Requirement A
Reproduce the part of the strategy-planning steps from "Filter and adapt" up to and including "(eliminate if yes)".
Requirement B
In the strategy-planning steps, what happens to a candidate strategy that violates hard constraints?

Exercise passage

+--

Step 4: Decomposition-based discovery

Work backward from goal to identify strategic components:

  1. What sub-goals must be achieved?

    • List all necessary conditions for success
    • Identify the critical path
  2. For each sub-goal, what strategies exist?

    • Map sub-goals to known strategies
    • Identify gaps
  3. How do sub-strategies combine?

    • Sequential vs parallel execution
    • Dependencies between strategies
    • Potential conflicts

Step 5: Constraint and resource filtering

Filter and adapt strategies based on constraints and resources:

  1. For each candidate strategy:

    • Does it violate hard constraints? (eliminate if yes)
    • Does it satisfy soft constraints? (note tradeoffs)
    • Is it achievable with available resources?
    • What resources would need to be acquired?
  2. Resource gap analysis:

    • What do we have vs what do we need?
    • Can gaps be filled? At what cost?
    • Are there resource-light alternatives?
  3. Risk assessment:

    • What could go wrong?
    • How likely is each risk?
    • What’s the impact?

+--

Records supplied
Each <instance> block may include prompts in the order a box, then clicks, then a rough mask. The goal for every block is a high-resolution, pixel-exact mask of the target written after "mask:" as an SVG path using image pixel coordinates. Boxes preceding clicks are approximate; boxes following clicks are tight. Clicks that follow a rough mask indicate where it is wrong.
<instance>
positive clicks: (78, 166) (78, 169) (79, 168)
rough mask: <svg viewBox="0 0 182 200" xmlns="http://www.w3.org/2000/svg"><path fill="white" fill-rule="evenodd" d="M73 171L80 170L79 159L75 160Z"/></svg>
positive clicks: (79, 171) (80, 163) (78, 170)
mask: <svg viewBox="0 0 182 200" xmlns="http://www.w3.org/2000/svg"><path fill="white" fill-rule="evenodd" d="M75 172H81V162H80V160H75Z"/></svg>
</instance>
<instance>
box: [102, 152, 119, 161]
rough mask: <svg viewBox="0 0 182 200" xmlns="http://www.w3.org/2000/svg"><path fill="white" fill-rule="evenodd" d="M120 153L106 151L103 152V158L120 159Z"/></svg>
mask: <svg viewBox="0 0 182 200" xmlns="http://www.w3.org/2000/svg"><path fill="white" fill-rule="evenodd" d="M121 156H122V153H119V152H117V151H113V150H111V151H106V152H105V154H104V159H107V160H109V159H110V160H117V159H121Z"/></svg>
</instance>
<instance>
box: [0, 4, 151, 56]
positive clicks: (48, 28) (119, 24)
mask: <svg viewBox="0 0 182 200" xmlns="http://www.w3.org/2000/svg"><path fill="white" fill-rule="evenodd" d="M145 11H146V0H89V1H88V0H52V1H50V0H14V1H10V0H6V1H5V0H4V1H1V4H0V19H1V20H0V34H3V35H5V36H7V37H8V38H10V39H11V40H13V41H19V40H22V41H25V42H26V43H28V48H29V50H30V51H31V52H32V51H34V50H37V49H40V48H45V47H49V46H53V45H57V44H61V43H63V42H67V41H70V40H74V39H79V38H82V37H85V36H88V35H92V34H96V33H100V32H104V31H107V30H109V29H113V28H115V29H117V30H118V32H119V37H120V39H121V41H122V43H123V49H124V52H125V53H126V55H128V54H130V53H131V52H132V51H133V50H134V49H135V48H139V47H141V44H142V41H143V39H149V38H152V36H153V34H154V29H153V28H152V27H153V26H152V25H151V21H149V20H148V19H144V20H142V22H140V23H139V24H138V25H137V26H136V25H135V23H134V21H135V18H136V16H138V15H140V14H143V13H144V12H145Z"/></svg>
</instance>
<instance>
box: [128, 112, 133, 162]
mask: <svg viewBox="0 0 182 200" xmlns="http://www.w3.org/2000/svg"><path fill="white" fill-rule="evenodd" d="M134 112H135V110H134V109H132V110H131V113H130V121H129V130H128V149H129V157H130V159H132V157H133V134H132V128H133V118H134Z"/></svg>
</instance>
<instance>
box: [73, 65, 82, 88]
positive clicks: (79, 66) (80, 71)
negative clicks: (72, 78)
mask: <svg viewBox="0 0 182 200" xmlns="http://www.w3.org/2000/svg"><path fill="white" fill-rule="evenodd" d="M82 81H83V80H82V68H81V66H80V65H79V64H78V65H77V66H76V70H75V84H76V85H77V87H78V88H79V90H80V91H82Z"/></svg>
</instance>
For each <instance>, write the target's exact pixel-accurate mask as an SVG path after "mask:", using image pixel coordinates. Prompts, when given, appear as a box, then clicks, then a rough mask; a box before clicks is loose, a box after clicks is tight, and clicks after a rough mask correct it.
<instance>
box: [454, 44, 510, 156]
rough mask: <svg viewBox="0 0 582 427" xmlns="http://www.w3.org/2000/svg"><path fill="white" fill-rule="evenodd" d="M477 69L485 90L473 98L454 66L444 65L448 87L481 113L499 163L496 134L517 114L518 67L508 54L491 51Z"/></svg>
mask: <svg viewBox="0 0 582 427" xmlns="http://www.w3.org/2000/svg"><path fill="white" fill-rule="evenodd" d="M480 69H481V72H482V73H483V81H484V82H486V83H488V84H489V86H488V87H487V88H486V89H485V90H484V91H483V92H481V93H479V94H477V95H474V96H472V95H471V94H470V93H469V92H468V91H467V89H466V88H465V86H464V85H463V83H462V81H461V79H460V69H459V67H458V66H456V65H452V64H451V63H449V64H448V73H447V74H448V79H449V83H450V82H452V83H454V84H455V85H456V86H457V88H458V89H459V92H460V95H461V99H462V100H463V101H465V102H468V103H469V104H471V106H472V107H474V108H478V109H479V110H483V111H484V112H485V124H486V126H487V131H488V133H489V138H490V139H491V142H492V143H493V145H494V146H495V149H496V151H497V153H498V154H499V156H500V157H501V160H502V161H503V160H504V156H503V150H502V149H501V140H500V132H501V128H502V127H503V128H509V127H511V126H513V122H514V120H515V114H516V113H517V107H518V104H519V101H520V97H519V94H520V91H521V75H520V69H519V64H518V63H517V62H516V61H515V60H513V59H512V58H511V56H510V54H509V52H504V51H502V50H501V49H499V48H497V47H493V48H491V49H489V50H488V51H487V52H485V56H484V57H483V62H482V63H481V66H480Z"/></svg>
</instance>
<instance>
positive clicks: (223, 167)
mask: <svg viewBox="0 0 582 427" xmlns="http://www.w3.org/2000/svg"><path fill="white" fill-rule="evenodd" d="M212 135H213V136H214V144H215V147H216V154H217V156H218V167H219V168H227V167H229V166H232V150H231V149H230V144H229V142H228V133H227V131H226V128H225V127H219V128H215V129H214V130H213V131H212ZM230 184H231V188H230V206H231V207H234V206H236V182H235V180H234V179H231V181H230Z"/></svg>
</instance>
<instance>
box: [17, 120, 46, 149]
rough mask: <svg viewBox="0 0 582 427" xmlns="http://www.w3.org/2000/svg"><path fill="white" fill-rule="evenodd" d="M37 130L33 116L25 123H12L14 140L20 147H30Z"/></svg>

+--

Answer A
Filter and adapt strategies based on constraints and resources:

  1. For each candidate strategy:

    • Does it violate hard constraints? (eliminate if yes)

Answer B
It is eliminated.